### Exercise aim
Give the entries again, exactly as written.

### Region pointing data
•••••

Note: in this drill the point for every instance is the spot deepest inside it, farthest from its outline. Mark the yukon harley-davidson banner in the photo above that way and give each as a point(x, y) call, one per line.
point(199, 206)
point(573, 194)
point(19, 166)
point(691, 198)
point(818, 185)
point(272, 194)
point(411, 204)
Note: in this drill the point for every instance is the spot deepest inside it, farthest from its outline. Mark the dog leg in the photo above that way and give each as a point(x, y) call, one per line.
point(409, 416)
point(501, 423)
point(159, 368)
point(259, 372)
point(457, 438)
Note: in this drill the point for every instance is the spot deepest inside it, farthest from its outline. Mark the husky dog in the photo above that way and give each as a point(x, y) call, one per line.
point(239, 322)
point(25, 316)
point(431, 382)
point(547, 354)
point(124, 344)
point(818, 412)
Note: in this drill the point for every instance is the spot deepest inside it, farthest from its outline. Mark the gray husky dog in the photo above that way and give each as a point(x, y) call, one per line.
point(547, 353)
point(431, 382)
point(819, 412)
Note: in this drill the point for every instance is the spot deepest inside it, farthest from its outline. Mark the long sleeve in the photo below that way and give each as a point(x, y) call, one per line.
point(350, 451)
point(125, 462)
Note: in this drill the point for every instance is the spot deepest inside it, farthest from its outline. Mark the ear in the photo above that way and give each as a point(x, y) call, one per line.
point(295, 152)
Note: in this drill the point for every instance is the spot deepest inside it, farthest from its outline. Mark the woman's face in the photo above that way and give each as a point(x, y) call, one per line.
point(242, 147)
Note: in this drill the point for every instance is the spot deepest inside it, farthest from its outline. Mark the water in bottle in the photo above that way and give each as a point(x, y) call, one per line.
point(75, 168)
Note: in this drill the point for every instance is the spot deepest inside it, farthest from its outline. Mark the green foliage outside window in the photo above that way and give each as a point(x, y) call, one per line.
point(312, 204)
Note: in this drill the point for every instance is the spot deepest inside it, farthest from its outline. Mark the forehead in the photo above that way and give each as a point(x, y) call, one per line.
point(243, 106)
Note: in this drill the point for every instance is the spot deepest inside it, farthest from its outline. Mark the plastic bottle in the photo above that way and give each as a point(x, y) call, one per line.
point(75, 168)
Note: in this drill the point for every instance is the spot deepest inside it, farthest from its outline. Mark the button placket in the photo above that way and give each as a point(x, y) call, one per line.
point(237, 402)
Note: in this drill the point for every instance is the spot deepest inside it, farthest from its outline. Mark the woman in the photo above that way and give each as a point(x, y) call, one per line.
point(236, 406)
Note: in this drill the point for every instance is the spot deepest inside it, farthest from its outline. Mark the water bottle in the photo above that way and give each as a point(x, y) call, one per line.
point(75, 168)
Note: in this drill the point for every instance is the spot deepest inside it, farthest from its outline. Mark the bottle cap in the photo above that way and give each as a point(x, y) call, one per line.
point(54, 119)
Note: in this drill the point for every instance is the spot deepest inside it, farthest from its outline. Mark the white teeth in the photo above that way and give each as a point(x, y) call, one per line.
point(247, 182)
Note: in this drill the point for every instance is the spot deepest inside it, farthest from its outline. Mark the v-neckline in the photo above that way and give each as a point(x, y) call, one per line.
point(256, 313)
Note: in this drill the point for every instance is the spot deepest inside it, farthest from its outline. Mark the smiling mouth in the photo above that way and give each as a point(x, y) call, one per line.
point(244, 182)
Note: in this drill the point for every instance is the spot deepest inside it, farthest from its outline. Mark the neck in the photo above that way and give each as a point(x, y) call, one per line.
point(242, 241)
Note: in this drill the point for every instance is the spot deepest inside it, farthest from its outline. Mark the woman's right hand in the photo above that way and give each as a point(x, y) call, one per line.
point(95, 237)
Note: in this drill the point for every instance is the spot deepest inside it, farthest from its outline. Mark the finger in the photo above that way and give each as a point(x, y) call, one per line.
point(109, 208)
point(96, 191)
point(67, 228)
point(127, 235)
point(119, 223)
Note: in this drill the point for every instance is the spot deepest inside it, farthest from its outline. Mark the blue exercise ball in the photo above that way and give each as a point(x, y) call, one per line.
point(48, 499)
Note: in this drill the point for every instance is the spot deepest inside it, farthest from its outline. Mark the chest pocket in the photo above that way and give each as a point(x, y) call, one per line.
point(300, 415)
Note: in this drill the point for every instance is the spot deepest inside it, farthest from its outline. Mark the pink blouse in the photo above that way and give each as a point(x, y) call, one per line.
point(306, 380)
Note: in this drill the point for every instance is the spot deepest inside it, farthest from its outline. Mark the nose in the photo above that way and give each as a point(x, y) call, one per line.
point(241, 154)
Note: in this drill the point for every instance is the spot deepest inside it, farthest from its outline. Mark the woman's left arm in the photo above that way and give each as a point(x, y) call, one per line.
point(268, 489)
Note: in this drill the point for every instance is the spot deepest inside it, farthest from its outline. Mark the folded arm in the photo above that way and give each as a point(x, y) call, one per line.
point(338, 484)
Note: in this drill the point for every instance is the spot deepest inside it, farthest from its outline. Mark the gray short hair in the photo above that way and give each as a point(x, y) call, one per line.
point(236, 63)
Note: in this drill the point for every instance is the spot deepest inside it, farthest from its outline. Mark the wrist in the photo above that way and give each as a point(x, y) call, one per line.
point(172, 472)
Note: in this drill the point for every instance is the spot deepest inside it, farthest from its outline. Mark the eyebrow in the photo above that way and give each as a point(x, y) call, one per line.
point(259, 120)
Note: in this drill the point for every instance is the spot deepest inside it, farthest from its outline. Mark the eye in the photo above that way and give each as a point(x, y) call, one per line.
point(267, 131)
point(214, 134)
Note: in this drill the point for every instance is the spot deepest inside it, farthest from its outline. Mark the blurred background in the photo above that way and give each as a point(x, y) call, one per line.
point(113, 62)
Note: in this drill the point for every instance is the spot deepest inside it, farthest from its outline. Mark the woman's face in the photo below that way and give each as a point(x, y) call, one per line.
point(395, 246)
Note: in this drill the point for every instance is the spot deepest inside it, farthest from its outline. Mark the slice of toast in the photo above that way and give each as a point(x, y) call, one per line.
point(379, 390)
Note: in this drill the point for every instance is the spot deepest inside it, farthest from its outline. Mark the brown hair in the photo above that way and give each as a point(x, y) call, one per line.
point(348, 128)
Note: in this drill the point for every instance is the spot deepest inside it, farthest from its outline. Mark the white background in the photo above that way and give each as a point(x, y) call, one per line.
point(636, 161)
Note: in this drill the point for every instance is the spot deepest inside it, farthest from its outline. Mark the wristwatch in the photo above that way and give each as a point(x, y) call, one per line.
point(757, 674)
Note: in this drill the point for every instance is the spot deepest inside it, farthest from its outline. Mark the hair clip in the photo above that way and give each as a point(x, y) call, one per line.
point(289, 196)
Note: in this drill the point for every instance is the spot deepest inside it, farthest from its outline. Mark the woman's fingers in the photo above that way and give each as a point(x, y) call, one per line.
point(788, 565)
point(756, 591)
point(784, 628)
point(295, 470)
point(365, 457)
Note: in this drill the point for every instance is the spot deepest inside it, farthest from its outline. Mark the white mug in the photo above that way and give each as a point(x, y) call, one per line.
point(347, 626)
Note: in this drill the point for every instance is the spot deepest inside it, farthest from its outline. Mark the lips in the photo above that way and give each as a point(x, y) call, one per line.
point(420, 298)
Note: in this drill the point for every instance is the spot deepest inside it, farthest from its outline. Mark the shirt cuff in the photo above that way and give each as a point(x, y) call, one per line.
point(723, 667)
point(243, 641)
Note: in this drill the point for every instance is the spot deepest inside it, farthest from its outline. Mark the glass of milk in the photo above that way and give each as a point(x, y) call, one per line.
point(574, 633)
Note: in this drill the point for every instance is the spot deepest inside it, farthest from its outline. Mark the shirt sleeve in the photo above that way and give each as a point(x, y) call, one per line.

•••••

### Response for this exercise
Note: in this drill the point for every instance is the spot deepest inside it, farthest from its outline. Mark the yukon harley-davidson banner in the photo above that way and give each as a point(x, y) call, one per line.
point(199, 206)
point(573, 194)
point(19, 166)
point(691, 198)
point(818, 185)
point(272, 194)
point(411, 204)
Note: in this drill the point for every instance is the spot deepest inside it, farthest from its outline. Mark the dog leg in the photo above that way and give each as a point(x, y) call, one per line.
point(409, 416)
point(501, 423)
point(159, 368)
point(259, 372)
point(457, 438)
Note: in this drill the point for every instance is the spot deepest inside it, farthest from its outline. Mark the husky dog in the photo above that way and give each as a point(x, y) call, one per line.
point(239, 322)
point(25, 316)
point(431, 382)
point(547, 354)
point(124, 344)
point(818, 412)
Note: in this drill the point for every instance is the spot deepest inside it, farthest from its outline. Mark the gray husky dog in the photo above that way and give each as a point(x, y) call, one per line.
point(547, 353)
point(431, 382)
point(819, 412)
Note: in this drill the point for every instance is the spot deepest inside it, farthest from its outline. Mark the long sleeve in the photo below that way and give each as a point(x, y) call, one per line.
point(350, 451)
point(125, 462)
Note: in this drill the point for every instance is the spot deepest inside it, farthest from its outline. Mark the ear in the photo above that way and give each as a point(x, y) call, one per line.
point(295, 152)
Note: in this drill the point for every instance is the spot deepest inside it, farthest from its outline. Mark the woman's face in the photo above that way and give each as a point(x, y) call, one per line.
point(242, 147)
Note: in this drill the point for every instance is the spot deepest inside it, farthest from its outline. Mark the water in bottle in the photo above that way and give each as a point(x, y) call, one per line.
point(75, 168)
Note: in this drill the point for every instance is the spot deepest inside it, farthest from its outline. Mark the green foliage outside window in the photo above that way and give each as a point(x, y) call, one per line.
point(312, 204)
Note: in this drill the point for every instance is the spot deepest inside it, farthest from its outline. Mark the forehead in the photo above that way and give each as a point(x, y) call, one per line.
point(243, 106)
Note: in this drill the point for every instance is the spot deepest inside it, farthest from its outline. Mark the plastic bottle in the photo above that way and give each as a point(x, y) call, one per line.
point(75, 168)
Note: in this drill the point for every instance is the spot deepest inside it, farthest from its outline. Mark the button placket in the photo above that way and give each as a point(x, y) call, one per line.
point(237, 402)
Note: in this drill the point for every instance is the spot deepest inside it, farthest from its outline. Mark the woman in the photo above that way and give each as a point(x, y) call, one per line.
point(236, 406)
Note: in this drill the point for every instance is the spot deepest inside it, farthest from its outline. Mark the water bottle in the photo above that way and give each as a point(x, y) call, one per line.
point(75, 168)
Note: in this drill the point for every instance is the spot deepest inside it, farthest from its outline. Mark the bottle cap in the photo above that way and give each as a point(x, y) call, one per line.
point(54, 119)
Note: in this drill the point for every instance is the spot deepest inside it, farthest from its outline. Mark the white teeth in the photo above that way and give each as a point(x, y) call, one per line.
point(247, 182)
Note: in this drill the point for every instance is the spot deepest inside it, farthest from its outline. Mark the v-neckline in the photo above that way and give each as a point(x, y) call, one per line.
point(256, 313)
Note: in this drill the point for every instance is the spot deepest inside it, farthest from its outline. Mark the smiling mouth in the photo above that way and give each as a point(x, y) call, one per line.
point(244, 182)
Note: in this drill the point for every instance is the spot deepest inside it, farthest from its outline. Mark the neck in the photo above that way and give each as a point(x, y) call, one per line.
point(242, 241)
Note: in this drill the point for every instance is the spot deepest inside it, farthest from its outline. Mark the woman's right hand in the photo above that way and give each as a point(x, y) call, one per line.
point(95, 237)
Note: in this drill the point for every instance is the spot deepest inside it, farthest from its outline. Mark the finger in the photo above that way and give each as a point(x, y) call, one per line.
point(109, 208)
point(96, 191)
point(67, 228)
point(127, 235)
point(119, 223)
Note: in this drill the point for every instance is the spot deepest inside it, farthest from its outline. Mark the blue exercise ball in the photo above that way and give each as a point(x, y) call, one per line.
point(48, 499)
Note: in this drill the point for every instance is the spot deepest inside it, farthest from its outline. Mark the chest pocket in the photo above that way and give each as a point(x, y) call, one per line.
point(300, 415)
Note: in this drill the point for every instance is the spot deepest inside it, farthest from its outline. Mark the pink blouse in the photo above that way and give each as a point(x, y) call, one per line.
point(306, 380)
Note: in this drill the point for every instance is the spot deepest inside it, farthest from its outline. Mark the nose in the photo above that way and give each as a point(x, y) call, one per line.
point(241, 154)
Note: in this drill the point for every instance is the spot deepest inside it, farthest from its outline. Mark the woman's left arm in the photo above that way and give each as a point(x, y) call, one per line.
point(268, 489)
Note: in this drill the point for every instance is the spot deepest inside it, farthest from its outline. Mark the folded arm in the photo above that way and give each as a point(x, y) call, one per line.
point(338, 484)
Note: in this drill the point for every instance is the spot deepest inside it, farthest from its outline. Mark the gray short hair in the photo above that way and give each as a point(x, y) call, one per line.
point(236, 63)
Note: in this drill the point for every instance is the spot deepest inside it, farthest from its outline. Mark the wrist in the photo above that way and give each as a point(x, y) call, one per line.
point(172, 472)
Note: in this drill the point for every instance is the spot deepest inside it, farthest from its outline. Mark the eyebrow in the photo above that way and give each as a point(x, y) call, one per line.
point(259, 120)
Note: in this drill the point for every instance is the spot deepest inside it, farthest from its outline. Mark the eye in the photo above that way and give each as a point(x, y) call, one per line.
point(267, 131)
point(214, 134)
Note: in this drill the point for every instance is the spot deepest inside it, farthest from its outline. Mark the blurred background in the photo above that way and give each as a point(x, y) call, one per line.
point(113, 62)
Note: in this drill the point for every instance is the spot deepest inside it, farthest from its outline. Mark the woman's face in the photo below that way and give each as a point(x, y) call, one per line.
point(395, 246)
Note: in this drill the point for every instance is the spot deepest inside it, farthest from its outline. Mark the slice of toast in the photo above that way and give each as a point(x, y) call, one per line.
point(379, 390)
Note: in this drill the point for every instance is the spot deepest inside it, farthest from its outline. Mark the brown hair in the photo above that way and give each as a point(x, y) call, one per line.
point(348, 128)
Note: in this drill the point for every instance is the spot deepest inside it, farthest from its outline. Mark the white background in the photo above that way and give each as a point(x, y) call, one per line.
point(636, 161)
Note: in this drill the point for every instance is the spot deepest inside it, farthest from its outline. Mark the wristwatch in the photo above that way and give each as a point(x, y) call, one per line.
point(757, 674)
Note: in this drill the point for every instance is the spot deepest inside it, farthest from its outline. Mark the hair clip in the photo above that way and give each as a point(x, y) call, one per line.
point(289, 196)
Note: in this drill the point for every instance is the spot deepest inside it, farthest from its outline. Mark the woman's fingers in the photo above that way and give each as a point(x, y) call, one per line.
point(788, 565)
point(756, 591)
point(784, 628)
point(295, 470)
point(365, 457)
Note: in this drill the point for every instance is the spot deepest inside it, farthest from its outline. Mark the white mug in the photo above that way and give each as a point(x, y) call, one per line.
point(347, 626)
Note: in this drill the point for every instance is the spot deepest inside it, farthest from its outline. Mark the lips in the photo above that way and give each as a point(x, y) call, one per line.
point(420, 298)
Note: in this drill the point for every instance is the spot deepest inside it, farthest from its outline. Mark the shirt cuff in the photo above that way and give each as a point(x, y) call, one per line.
point(723, 667)
point(243, 641)
Note: in this drill the point for every instance is the spot deepest inside it, farthest from its outline. Mark the glass of milk in the photo above that way and give each as a point(x, y) call, one per line.
point(574, 633)
Note: in this drill the point for every instance is the spot deepest inside it, farthest from its outline. Mark the shirt sleeve in the photo above that way and give each as a point(x, y) call, one per line.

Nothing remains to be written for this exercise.